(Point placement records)
_ _ _ _ _

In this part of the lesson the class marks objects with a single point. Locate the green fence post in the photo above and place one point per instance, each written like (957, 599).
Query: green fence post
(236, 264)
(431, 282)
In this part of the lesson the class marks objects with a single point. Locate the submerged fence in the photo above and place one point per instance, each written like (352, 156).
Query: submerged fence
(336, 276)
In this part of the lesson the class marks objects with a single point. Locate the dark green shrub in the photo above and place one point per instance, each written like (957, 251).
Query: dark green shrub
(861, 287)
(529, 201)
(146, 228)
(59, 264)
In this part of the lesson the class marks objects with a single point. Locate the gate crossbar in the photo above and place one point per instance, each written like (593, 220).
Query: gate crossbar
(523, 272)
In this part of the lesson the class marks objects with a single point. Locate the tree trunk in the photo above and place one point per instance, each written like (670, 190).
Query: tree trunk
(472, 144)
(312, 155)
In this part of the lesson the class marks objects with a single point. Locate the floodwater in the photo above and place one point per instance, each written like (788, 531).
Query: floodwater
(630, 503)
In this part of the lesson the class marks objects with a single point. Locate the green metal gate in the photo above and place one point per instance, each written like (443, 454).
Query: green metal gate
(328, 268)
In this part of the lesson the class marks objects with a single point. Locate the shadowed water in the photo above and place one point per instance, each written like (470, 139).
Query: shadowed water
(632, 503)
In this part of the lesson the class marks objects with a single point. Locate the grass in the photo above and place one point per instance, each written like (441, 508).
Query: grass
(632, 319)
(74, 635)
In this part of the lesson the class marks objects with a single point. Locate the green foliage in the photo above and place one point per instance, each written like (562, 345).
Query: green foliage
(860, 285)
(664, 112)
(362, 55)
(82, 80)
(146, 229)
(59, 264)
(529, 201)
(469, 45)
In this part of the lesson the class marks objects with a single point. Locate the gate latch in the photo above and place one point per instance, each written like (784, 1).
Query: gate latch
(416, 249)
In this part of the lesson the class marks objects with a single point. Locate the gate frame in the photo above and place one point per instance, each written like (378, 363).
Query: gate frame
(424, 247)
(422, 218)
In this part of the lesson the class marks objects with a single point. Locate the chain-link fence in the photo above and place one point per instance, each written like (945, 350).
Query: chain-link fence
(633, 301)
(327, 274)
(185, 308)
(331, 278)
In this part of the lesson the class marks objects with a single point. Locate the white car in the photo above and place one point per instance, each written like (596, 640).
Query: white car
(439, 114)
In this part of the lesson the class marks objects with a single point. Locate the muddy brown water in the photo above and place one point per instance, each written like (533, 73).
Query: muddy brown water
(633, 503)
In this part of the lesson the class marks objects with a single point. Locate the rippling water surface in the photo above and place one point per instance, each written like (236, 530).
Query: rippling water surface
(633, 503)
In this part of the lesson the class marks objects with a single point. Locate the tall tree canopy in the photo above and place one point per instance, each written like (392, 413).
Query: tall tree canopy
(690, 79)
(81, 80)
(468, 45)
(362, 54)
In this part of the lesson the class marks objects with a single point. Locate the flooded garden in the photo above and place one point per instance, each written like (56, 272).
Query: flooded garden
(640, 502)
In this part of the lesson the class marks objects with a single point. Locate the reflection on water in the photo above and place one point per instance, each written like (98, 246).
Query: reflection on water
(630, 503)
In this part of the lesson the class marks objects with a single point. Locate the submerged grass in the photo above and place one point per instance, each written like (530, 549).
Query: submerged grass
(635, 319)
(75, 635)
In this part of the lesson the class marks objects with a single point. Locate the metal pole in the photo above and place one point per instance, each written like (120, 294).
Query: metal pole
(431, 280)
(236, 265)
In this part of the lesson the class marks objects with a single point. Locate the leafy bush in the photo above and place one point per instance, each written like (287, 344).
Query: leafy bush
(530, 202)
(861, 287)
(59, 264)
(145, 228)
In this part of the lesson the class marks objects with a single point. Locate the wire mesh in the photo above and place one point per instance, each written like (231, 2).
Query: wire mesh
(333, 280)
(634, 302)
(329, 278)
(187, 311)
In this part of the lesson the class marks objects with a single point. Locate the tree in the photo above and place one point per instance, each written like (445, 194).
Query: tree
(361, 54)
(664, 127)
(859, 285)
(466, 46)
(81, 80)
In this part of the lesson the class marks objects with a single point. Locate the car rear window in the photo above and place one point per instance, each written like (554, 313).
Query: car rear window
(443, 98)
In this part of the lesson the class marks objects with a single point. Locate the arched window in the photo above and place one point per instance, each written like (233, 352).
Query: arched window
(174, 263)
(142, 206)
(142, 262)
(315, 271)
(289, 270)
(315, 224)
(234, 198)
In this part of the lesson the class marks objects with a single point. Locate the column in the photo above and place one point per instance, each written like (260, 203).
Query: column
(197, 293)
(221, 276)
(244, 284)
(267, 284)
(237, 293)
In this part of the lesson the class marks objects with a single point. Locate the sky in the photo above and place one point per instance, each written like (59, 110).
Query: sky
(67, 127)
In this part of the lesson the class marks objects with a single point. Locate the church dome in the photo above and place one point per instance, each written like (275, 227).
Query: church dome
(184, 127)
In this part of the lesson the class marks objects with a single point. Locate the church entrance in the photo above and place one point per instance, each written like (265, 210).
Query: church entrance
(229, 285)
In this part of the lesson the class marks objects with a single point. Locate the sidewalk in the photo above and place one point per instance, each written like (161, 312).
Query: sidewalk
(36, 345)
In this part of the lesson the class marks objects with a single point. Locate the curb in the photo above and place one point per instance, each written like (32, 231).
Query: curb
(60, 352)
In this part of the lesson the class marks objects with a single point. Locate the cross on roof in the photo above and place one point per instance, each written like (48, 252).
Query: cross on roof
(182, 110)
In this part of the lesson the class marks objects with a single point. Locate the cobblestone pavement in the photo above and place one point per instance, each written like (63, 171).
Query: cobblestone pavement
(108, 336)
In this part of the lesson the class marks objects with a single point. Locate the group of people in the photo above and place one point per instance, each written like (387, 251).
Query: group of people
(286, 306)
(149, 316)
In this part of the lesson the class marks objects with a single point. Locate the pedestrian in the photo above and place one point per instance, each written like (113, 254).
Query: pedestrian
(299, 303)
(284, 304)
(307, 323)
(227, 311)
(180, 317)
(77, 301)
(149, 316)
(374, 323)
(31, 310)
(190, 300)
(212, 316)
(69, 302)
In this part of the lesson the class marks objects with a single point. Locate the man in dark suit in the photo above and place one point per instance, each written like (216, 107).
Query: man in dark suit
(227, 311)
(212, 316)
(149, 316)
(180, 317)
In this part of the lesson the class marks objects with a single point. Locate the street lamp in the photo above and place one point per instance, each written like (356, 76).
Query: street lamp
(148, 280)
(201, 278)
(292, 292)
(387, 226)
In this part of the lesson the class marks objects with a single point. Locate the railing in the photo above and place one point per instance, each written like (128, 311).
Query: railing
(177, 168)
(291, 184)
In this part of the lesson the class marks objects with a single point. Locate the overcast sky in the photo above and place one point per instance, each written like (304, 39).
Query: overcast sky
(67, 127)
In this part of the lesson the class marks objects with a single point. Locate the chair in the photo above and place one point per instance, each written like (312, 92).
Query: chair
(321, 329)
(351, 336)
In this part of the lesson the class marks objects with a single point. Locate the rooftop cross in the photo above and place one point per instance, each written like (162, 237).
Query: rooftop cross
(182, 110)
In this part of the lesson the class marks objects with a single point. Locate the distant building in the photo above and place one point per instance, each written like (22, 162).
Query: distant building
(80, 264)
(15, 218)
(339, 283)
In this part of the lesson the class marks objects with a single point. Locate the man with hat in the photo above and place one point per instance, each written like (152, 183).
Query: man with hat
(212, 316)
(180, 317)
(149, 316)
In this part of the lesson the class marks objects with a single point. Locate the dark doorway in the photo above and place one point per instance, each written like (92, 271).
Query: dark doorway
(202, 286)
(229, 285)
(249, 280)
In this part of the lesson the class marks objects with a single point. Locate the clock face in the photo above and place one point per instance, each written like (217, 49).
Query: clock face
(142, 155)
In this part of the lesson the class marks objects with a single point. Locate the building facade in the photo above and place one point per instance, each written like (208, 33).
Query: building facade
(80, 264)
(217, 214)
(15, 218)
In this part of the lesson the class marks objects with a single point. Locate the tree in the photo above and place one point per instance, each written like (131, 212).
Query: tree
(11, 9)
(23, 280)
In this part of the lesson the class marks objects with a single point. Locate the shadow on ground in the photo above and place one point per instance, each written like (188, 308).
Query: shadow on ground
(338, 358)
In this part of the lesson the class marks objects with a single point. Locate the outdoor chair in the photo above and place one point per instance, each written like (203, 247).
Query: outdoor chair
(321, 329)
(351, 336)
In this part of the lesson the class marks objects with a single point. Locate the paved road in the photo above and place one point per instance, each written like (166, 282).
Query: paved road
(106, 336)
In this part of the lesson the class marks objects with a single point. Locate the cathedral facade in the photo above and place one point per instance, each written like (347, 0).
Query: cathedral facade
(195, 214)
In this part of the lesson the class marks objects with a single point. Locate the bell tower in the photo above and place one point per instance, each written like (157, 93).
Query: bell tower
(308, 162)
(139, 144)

_ _ _ _ _

__EXERCISE PROMPT__
Quote every line from the line containing "like (166, 282)." through the closing line of the listing, including both.

__ANSWER TO THIS EXERCISE__
In this part of the lesson the class marks objects with a single point. Locate the paved road in the photo above and place one point per instance, each written like (166, 282).
Query: paved road
(106, 336)
In this part of the lesson the class marks objects with a single point. Locate the cathedral facade in the photo above and place one point per instance, each written like (347, 0).
Query: cathedral facade
(195, 214)
In this part of the lesson the class marks objects with a single point. Locate the bell tower in the photo above and place one point per instance, each written like (157, 93).
Query: bell tower
(308, 162)
(139, 144)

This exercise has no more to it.